Exercise brief -> Copy each of the records below word for word, keeping every line as it appears.
**** The data ****
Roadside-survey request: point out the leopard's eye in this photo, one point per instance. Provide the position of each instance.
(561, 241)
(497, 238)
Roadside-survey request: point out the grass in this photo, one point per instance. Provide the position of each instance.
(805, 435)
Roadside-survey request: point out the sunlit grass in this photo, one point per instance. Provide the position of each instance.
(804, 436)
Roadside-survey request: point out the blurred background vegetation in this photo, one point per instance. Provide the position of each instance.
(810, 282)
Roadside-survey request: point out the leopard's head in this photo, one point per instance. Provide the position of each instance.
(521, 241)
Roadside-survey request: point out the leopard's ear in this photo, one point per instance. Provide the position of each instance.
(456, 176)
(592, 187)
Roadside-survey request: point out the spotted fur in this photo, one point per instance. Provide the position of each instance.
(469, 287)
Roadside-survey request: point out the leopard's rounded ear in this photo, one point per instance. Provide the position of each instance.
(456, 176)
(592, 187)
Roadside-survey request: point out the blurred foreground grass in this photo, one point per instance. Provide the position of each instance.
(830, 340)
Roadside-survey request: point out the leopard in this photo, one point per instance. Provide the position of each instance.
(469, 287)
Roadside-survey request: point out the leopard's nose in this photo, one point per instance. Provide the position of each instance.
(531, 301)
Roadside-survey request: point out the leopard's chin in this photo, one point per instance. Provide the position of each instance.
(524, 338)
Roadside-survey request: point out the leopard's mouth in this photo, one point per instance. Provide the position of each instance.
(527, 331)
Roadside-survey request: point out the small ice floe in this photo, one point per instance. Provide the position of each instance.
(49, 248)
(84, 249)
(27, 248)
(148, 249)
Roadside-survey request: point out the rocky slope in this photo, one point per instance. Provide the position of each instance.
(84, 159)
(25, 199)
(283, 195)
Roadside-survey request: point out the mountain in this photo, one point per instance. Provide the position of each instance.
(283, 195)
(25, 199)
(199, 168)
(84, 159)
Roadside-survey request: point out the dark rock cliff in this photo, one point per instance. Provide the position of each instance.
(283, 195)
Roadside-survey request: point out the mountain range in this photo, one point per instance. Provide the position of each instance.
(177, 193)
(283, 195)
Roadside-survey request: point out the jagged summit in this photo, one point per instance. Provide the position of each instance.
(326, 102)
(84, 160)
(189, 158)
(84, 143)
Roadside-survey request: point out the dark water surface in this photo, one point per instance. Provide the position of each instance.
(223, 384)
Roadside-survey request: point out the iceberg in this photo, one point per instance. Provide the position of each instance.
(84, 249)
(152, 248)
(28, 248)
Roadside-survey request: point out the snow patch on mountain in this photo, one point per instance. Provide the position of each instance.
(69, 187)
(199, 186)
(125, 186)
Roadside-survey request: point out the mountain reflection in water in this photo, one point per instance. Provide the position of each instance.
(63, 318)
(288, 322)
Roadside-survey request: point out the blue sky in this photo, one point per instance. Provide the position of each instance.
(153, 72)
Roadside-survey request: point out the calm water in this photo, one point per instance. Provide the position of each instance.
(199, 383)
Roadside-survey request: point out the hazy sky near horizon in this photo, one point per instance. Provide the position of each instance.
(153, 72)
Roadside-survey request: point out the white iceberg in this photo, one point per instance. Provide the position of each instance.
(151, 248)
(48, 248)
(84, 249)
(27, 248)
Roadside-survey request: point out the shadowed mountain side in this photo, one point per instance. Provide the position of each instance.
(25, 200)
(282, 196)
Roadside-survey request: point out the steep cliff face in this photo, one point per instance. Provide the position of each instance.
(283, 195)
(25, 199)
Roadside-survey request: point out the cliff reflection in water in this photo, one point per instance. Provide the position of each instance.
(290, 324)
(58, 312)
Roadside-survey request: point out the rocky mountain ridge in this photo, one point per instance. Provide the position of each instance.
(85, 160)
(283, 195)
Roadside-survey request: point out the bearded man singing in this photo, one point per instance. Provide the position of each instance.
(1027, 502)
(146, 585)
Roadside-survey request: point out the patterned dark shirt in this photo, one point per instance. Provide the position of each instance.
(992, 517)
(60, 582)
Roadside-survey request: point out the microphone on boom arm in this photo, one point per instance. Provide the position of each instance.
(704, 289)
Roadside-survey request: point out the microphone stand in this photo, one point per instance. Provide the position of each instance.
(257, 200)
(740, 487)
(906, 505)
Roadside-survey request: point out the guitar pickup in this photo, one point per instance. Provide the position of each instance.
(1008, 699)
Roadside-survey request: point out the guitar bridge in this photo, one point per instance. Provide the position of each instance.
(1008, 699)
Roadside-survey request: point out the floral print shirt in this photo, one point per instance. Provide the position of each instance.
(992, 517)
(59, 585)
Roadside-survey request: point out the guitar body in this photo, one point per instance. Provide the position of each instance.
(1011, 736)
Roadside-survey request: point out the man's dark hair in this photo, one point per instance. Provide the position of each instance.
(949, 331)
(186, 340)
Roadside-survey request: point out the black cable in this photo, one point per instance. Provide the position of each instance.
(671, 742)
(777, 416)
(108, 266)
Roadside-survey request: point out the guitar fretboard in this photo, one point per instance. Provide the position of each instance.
****
Exercise answer ->
Roadside-survey request: point out the leopard's eye in this photo, one point per instance. Provide the position of each instance.
(561, 241)
(497, 238)
Roadside-survey request: point out the grass in this photo, one point per instance. Provide the position of each instance.
(805, 435)
Roadside-survey request: point out the sunlit grass in this photo, one point per instance. Provide the position of each instance.
(804, 436)
Roadside-survey request: point out the blurred background vegetation in this photo, one point per instance. Provide the position of each instance.
(810, 282)
Roadside-survey request: point out the leopard's head in this photo, one point per instance. Provide the position of each instance.
(521, 241)
Roadside-survey request: point out the leopard's ear in this photo, one point per instance. Provide the position of each instance.
(456, 176)
(592, 187)
Roadside-survey request: point out the spotted fur in this photo, one point per instance. Provide the position of each instance.
(469, 287)
Roadside-survey request: point out the leopard's rounded ear in this photo, one point per instance. Provide the position of each instance.
(456, 176)
(592, 187)
Roadside-survey request: point out the blurred foreground grass in this photo, one point per instance. Provide the position of each instance.
(830, 340)
Roadside-survey request: point out the leopard in this photo, one point per instance. Provide the position of each instance.
(469, 287)
Roadside-survey request: point out the leopard's nose in this photo, one point per instance. Provide the position of each instance.
(531, 301)
Roadside-survey request: point out the leopard's chin in this photo, one point per instance. Provide the position of each instance.
(524, 338)
Roadside-survey request: point out the leopard's mouth in this photo, one point per instance. Provide the position of each instance.
(527, 331)
Roadside-survey request: point out the small ice floe in this photo, one point per instance. Provide the position of each instance.
(49, 248)
(84, 249)
(27, 248)
(148, 249)
Roadside-survey request: point out the rocky slope in this photo, one point per instance. Provide the position of each instance.
(84, 159)
(25, 199)
(283, 195)
Roadside-survey request: point out the mountain in this photo, one point per instance. Provide the position of each instance.
(283, 195)
(25, 199)
(199, 168)
(84, 159)
Roadside-survey request: point out the dark rock cliff in this photo, one point per instance. Provide the position of each instance.
(283, 195)
Roadside-survey request: point out the mountain range in this photo, one point per instance. Provide the position of each instance.
(177, 193)
(283, 195)
Roadside-survey request: point out the jagged summit in this photo, one point per instance. Provide the position of each instance.
(326, 102)
(84, 160)
(189, 158)
(84, 143)
Roadside-survey request: point out the dark water surface in this photo, one point per instance. Provide the position of each instance.
(223, 384)
Roadside-survey request: point out the iceberg in this photo, one point per instance. Provide the position of each instance.
(84, 249)
(152, 248)
(28, 248)
Roadside-survey request: point out the snow patch on mountain in this photo, one point per instance. Provide the position of each instance.
(69, 187)
(199, 186)
(125, 186)
Roadside-survey request: point out the mountain reflection in water in this photo, one point per instance. Provide the position of each instance.
(63, 318)
(288, 322)
Roadside-survey request: point out the blue sky in this photo, one point per instance. Provide the position of each instance.
(153, 72)
Roadside-survey request: point out the calm water in this photo, one point per instance. Provide the position of each instance.
(199, 383)
Roadside-survey request: point out the hazy sky near horizon in this photo, one point per instance. Provide the position of each instance.
(153, 72)
Roadside-survey request: point out the white iceberg in this photo, one point per instance. Provide the position of each instance.
(151, 248)
(48, 248)
(84, 249)
(27, 248)
Roadside-survey request: point out the shadowed mountain side in this photo, one point per instance. Provide the position of each instance.
(25, 200)
(282, 196)
Roadside-survey request: point out the steep cliff face in this photo, one point per instance. Provide the position of each instance.
(283, 195)
(25, 199)
Roadside-survey request: point out the cliff reflection in water in this photo, one point per instance. Provide the position of each instance.
(290, 324)
(58, 312)
Roadside-survey request: point out the rocky mountain ridge in this photo, one point per instance. Provide the position of each instance.
(85, 160)
(283, 195)
Roadside-survey request: point out the bearded man singing in this photo, one point per instance. Provide the position of each instance.
(1027, 502)
(146, 585)
Roadside-survey request: point out the patterned dark shirt in this photo, one point per instance. Provide the position of each instance.
(992, 517)
(60, 582)
Roadside-survey request: point out the microphone on boom arm in this photo, one point per instance. Provide the position of each instance.
(704, 289)
Roadside-survey request: point out the microphone stand in this photo, one point per instance. Provide the position of each instance.
(257, 200)
(740, 487)
(906, 505)
Roadside-survey request: point out the guitar pickup in this photo, one point per instance. Provide the position of each instance.
(1008, 699)
Roadside-survey request: point out the guitar bridge in this photo, one point per instance. Provide the position of each instance.
(1008, 699)
Roadside-survey request: point out the floral print shirt in this photo, one point per instance. Provide the position of each instance.
(992, 517)
(59, 585)
Roadside-survey request: point out the guitar body in this photo, one point per instance. Provide the position of each instance.
(1011, 736)
Roadside-survey request: point out the man's dark hair in this photo, one point per instance. Provide the position of each instance.
(949, 331)
(186, 340)
Roadside-survey request: point out the black cable in this photo, one point per instance. Provide the position of each instance.
(671, 742)
(777, 416)
(108, 266)
Roadside-survey request: point out the guitar fretboard in this photo, one point per instance. Provide the position of each instance.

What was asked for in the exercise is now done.